INSTRUCTION:
Starting at the line that holds "Expected output, for every instance of the building", set down each line through the end of the listing, exactly as written and with nothing added.

[start of MATERIAL FOR THIS EXERCISE]

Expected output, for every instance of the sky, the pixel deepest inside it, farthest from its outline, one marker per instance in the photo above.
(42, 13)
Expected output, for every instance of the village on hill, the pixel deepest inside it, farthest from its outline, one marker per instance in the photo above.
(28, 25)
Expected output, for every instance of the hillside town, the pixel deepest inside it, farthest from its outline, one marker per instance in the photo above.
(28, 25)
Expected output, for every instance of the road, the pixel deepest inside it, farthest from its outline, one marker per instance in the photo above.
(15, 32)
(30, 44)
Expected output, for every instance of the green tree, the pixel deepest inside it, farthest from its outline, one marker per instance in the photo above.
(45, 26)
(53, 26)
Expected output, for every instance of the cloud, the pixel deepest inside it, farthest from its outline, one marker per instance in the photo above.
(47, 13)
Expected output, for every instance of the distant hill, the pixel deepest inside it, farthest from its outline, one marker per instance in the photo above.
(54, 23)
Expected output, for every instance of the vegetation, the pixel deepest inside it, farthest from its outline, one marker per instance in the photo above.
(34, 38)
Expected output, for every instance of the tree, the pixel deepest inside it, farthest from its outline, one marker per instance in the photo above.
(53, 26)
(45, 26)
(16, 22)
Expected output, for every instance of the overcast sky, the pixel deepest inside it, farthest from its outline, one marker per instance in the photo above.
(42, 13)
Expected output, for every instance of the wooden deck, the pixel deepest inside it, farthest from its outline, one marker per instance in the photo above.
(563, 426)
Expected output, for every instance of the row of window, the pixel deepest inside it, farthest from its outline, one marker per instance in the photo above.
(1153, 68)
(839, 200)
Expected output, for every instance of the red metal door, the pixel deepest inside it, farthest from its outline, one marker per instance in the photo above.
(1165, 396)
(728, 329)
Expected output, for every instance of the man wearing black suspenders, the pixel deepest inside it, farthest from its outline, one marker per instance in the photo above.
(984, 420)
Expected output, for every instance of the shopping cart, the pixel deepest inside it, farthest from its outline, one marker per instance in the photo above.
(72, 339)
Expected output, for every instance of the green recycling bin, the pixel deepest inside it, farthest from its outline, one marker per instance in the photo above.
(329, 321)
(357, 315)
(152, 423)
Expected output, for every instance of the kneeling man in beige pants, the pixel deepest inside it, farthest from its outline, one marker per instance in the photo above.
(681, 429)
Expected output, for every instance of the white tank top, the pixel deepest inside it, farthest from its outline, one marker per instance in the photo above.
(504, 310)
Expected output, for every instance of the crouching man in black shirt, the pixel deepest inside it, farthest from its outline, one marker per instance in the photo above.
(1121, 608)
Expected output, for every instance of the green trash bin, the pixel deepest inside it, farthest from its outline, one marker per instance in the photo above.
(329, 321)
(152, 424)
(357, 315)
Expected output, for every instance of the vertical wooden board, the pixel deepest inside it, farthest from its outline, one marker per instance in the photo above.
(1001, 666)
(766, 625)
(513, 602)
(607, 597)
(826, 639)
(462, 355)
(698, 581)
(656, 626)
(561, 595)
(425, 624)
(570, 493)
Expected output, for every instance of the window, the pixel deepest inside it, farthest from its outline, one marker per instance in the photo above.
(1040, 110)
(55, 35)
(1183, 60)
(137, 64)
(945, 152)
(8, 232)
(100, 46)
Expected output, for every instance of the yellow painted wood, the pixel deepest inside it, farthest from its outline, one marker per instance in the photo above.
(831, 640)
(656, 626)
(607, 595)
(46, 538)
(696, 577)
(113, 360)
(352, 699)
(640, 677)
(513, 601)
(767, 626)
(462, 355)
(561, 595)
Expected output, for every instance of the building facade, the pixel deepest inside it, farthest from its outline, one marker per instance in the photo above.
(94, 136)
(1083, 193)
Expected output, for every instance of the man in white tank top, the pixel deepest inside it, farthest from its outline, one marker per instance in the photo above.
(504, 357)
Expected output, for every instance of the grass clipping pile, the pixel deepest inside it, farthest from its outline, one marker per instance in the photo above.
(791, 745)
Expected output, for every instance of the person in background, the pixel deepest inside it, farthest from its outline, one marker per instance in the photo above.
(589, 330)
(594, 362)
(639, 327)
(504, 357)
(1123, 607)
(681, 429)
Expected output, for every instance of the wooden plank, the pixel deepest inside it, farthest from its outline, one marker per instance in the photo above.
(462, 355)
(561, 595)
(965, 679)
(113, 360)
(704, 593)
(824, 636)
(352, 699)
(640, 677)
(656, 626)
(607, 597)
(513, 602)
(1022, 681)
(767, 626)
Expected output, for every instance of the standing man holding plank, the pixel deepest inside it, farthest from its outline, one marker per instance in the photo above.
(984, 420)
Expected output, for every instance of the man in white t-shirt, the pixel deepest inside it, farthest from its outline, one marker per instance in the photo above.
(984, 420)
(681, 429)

[end of MATERIAL FOR THIS EXERCISE]

ANSWER BELOW:
Expected output, for every instance of the building facade, the pixel deepest inside it, farthest from its outline, one marker per instance in the photo above.
(94, 136)
(1083, 193)
Expected output, for every instance of the man in white tank top, the pixel deepest inside it, farthest from its outline, one marker per instance in the photo above.
(504, 357)
Expected output, for every instance of the grass clipping pile, the pixel deepest inside it, farthest from its outline, one marker per instance in the photo above.
(791, 745)
Expected output, for every instance of the person in background, the pixel deepest inside it, farthest from its outline, one marker per instance in the photo above.
(589, 330)
(594, 362)
(639, 327)
(504, 357)
(1123, 607)
(681, 429)
Expected output, for every instance of the wooden plank, the pixel deepest inside it, farthest from its outline, one marker per instance in the photo above.
(462, 355)
(561, 595)
(965, 679)
(113, 360)
(704, 593)
(824, 636)
(352, 699)
(640, 677)
(656, 626)
(607, 597)
(513, 602)
(1022, 681)
(767, 626)
Expected output, for every instance of the standing man holding plank, the pixel deepest inside it, farthest from its outline, one marker per instance in the photo above.
(984, 420)
Expected output, for every instance of the man in white t-shirt, the pixel deepest inside it, farthest from its outline, one marker per instance in the photo above.
(984, 420)
(681, 429)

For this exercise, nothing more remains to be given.